OBJECTIVE: Please go through the listing below and swap every "Shelf compliance check" for "Display audit". Leave everything else as it is.

RECORDS SUPPLIED:
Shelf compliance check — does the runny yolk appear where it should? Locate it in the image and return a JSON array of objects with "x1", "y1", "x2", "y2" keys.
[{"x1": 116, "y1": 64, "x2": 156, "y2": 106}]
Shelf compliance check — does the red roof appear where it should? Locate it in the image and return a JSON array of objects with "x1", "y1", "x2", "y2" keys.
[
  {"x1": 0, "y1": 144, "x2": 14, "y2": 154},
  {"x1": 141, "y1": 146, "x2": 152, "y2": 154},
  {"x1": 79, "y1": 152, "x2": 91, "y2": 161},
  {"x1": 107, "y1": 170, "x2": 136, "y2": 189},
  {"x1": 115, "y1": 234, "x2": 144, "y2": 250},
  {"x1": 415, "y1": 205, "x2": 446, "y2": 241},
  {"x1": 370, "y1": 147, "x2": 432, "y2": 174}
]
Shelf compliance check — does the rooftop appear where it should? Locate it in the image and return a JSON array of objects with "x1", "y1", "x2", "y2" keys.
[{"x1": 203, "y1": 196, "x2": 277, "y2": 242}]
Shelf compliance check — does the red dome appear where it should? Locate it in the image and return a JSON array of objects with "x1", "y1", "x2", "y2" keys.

TASK RESULT:
Display audit — does the runny yolk appear where it should? Locate it in the image and return a JSON array of objects with "x1", "y1", "x2", "y2" keys.
[{"x1": 116, "y1": 64, "x2": 156, "y2": 106}]
Display audit — does the red roof appear where it should? Locate it in the image and return a JSON array of objects with "x1", "y1", "x2", "y2" keys.
[
  {"x1": 0, "y1": 144, "x2": 14, "y2": 154},
  {"x1": 141, "y1": 146, "x2": 152, "y2": 154},
  {"x1": 79, "y1": 152, "x2": 91, "y2": 161},
  {"x1": 107, "y1": 170, "x2": 136, "y2": 189},
  {"x1": 115, "y1": 234, "x2": 144, "y2": 250},
  {"x1": 415, "y1": 205, "x2": 446, "y2": 241},
  {"x1": 370, "y1": 147, "x2": 432, "y2": 174}
]
Display audit — does the rooftop appear where it should? Locate it in the image and return a JSON array of objects with "x1", "y1", "x2", "y2" keys.
[{"x1": 203, "y1": 196, "x2": 277, "y2": 242}]
Display audit — does the red dome appear where it should? Locate it in the image and return a JSON array of objects with "x1", "y1", "x2", "y2" keys.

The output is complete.